=== O que se pede ===
Copie, sem nenhuma alteração, a parte do trecho sobre o filme Fale Comigo que começa nas palavras com "Fale Comigo é o" e termina em "não é mesmo?".

=== Trecho para leitura ===
---+---

Fale Comigo é o primeiro longa-metragem dos Philippou e foi lançado no Festival de Cinema de Sundance em janeiro de 2023. Um longa australiano que fez sucesso num dos maiores festivais de cinema independente dos EUA. De imediato a aprovação do público a boa avaliação da crítica fez com que o filme ganhasse as salas de cinema sendo distribuído pela a24. A narrativa acompanha um grupo de adolescentes/jovens que descobrem uma mão humana embalsamada que tem a capacidade sobrenatural de invocar espíritos. Claro que o que era uma brincadeira e diversão jovial não tinha como acabar muito bem, não é mesmo? 


Um gênero que tem potencial para fugir dos clichês

De início, sobretudo quando temos o primeiro contato com a sinopse do filme, imaginamos que a história vai repetir, pela milésima vez, aquele clichê teen de filmes de terror. Mas, temos na direção dois jovens de 32 anos, estreando nas telonas com um projeto que nasceu entre o público jovem, num Canal jovem, por uma plataforma acessada pela maioria jovem: o YouTube tem seu acesso mais concentrado entre o público infanto-juvenil. Fale Comigo então, nasce com esse espírito. A protagonista, Mia (Sophie Wilde) tem todos os imperativos de sua idade: perdeu a mãe, caiu numa tristeza profunda, não consegue superar o luto, tem um semblante depressivo, e é amparada por melhores amigos, os irmãos Riley e Jade (Joe Bird e Alexandra Jensen).

---+---

=== Listagem armazenada ===
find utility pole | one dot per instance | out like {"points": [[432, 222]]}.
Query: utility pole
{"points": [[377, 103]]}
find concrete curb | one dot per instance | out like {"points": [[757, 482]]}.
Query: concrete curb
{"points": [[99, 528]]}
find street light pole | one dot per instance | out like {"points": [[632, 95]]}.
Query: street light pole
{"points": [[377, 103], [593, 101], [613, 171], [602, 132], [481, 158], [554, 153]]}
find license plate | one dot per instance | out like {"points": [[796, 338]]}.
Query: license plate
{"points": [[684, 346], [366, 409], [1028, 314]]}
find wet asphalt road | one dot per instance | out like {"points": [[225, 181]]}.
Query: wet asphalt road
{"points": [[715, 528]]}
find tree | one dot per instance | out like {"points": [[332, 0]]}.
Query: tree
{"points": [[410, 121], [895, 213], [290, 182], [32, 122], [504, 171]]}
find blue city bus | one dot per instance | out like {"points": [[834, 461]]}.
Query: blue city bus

---+---

=== Resposta ao problema ===
Fale Comigo é o primeiro longa-metragem dos Philippou e foi lançado no Festival de Cinema de Sundance em janeiro de 2023. Um longa australiano que fez sucesso num dos maiores festivais de cinema independente dos EUA. De imediato a aprovação do público a boa avaliação da crítica fez com que o filme ganhasse as salas de cinema sendo distribuído pela a24. A narrativa acompanha um grupo de adolescentes/jovens que descobrem uma mão humana embalsamada que tem a capacidade sobrenatural de invocar espíritos. Claro que o que era uma brincadeira e diversão jovial não tinha como acabar muito bem, não é mesmo?